══ Passage choisi ══
En date du même jour, Madame … fut entendue par un agent du service de police judiciaire, section police des étrangers et des jeux, de la police grand-ducale, sur son identité et sur l’itinéraire suivi pour venir au Luxembourg.

Madame … fut entendue en date du 21 février 2002 par un agent du ministère de la Justice sur les motifs à la base de sa demande d’asile.

Le ministre de la Justice informa Madame … par décision du 29 mars 2002, lui adressée par courrier recommandé du 17 mai 2002, de ce que sa demande avait été rejetée comme n’étant pas fondée au motif qu’elle n'alléguerait aucune crainte raisonnable de persécution susceptible de rendre sa vie intolérable dans son pays d’origine, de sorte qu’une crainte justifiée de persécution en raison de ses opinions politiques, de sa race, de sa religion, de sa nationalité ou de son appartenance à un groupe social ne serait pas établie dans son chef.

Par jugement du 2 décembre 2002 (n° 15079 du rôle), le tribunal administratif releva Madame … de la forclusion résultant de l’expiration du délai de recours contentieux d’un mois et fit recourir ce même délai à partir du jour du prononcé dudit jugement.

Par requête déposée le 2 janvier 2003, Madame … a fait introduire un recours en réformation à l’encontre de la décision ministérielle du 29 mars 2002.
═══
══ Données fournies ══
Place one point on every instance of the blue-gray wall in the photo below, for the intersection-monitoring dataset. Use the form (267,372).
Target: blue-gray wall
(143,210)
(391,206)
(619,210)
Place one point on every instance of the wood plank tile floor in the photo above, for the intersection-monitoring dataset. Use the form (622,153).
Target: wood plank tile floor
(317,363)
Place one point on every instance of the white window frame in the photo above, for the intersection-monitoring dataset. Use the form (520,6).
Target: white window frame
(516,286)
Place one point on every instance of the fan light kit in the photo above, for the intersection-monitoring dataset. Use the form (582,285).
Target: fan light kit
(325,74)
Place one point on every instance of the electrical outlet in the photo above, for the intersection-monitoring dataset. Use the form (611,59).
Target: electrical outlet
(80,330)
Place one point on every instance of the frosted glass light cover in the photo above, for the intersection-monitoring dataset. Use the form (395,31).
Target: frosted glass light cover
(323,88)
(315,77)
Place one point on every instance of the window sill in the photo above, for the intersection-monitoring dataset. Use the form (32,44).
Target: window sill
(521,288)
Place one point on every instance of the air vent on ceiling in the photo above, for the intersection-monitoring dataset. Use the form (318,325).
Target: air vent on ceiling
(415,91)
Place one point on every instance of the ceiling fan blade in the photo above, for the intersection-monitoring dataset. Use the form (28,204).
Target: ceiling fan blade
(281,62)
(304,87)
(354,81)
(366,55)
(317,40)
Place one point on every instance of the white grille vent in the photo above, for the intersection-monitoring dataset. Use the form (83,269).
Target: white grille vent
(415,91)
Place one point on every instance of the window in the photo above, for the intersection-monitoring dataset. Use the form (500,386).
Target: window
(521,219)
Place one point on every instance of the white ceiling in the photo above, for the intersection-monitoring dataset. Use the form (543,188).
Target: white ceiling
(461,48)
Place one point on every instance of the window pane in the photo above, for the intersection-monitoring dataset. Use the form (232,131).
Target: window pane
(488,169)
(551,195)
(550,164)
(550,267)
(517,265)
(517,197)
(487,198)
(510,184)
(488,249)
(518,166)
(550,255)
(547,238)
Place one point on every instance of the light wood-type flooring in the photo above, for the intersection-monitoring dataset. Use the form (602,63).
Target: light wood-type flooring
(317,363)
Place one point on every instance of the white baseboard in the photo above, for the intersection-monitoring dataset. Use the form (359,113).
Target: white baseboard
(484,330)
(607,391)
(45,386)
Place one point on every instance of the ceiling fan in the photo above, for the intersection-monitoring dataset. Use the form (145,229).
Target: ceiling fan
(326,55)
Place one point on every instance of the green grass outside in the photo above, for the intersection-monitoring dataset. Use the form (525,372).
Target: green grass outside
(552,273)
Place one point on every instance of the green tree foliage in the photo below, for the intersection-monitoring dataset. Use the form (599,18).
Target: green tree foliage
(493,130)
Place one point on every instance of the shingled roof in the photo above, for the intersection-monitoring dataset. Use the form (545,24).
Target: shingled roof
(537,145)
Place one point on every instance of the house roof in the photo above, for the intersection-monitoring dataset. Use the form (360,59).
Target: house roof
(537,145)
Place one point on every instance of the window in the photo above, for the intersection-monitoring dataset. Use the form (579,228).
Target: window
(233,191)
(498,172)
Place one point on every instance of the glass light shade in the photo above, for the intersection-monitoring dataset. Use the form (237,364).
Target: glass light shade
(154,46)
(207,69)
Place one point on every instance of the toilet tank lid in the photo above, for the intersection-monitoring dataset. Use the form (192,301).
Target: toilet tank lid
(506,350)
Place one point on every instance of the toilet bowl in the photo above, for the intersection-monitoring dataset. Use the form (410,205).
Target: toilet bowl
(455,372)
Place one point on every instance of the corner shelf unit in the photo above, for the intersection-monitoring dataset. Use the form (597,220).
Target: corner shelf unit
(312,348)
═══
**Actions demandées**
a: Quelles lignes des enregistrements contiennent la chaîne « shelf » ? Relevez-les toutes.
b: Quelle suite donneriez-vous au passage sur la demande d'asile ? Écrivez-la à partir de sa dernière phrase.

**Réponses de l'exercice**
a:
Place one point on every instance of the corner shelf unit in the photo above, for the intersection-monitoring dataset. Use the form (597,220).
Target: corner shelf unit

b:
L’article 12 de la loi modifiée du 3 avril 1996 portant création 1. d’une procédure relative à l’examen d’une demande d’asile, 2. d’un régime de protection temporaire, instaurant un recours au fond en matière de demandes d’asile déclarées non fondées, le tribunal est compétent pour connaître du recours en réformation qui est également recevable pour avoir été introduit dans les formes et délai de la loi.

A l’appui de son recours, la demanderesse, originaire du Kosovo et appartenant à la minorité bochniaque, reproche au ministre une appréciation erronée des faits et de ne pas avoir tiré les conséquences qui se seraient imposées du fait des persécutions dont elle risquerait d’être victime en cas de retour au Kosovo. Elle expose qu’en raison de son appartenance à une minorité ethnique et faute par elle de parler la langue albanaise, elle-même et sa famille auraient subi des menaces et provocations, voire des agressions et des vols de biens afin de supprimer leurs moyens de subsistance et que ces actes émaneraient « plus que probablement » d’Albanais qui seraient opposés à la présence des Bochniaques au Kosovo.

Elle fait valoir qu’en cas de retour au Kosovo elle risquerait de subir à nouveau les exactions toujours commises par la majorité albanaise à l’encontre de la minorité bochniaque et que les forces internationales en place ne sauraient être reconnues comme constituant une garantie suffisante pour le peuple bochniaque dont la présence parsemée sur tout le territoire du Kosovo rendrait impossible une protection efficace, d’autant plus qu’une plainte de la part de sa famille auprès de la KFOR n’aurait pas connu de suites.

Le délégué du Gouvernement rétorque que le ministre aurait fait une saine appréciation de la situation de la demanderesse et que le recours laisserait d’être fondé.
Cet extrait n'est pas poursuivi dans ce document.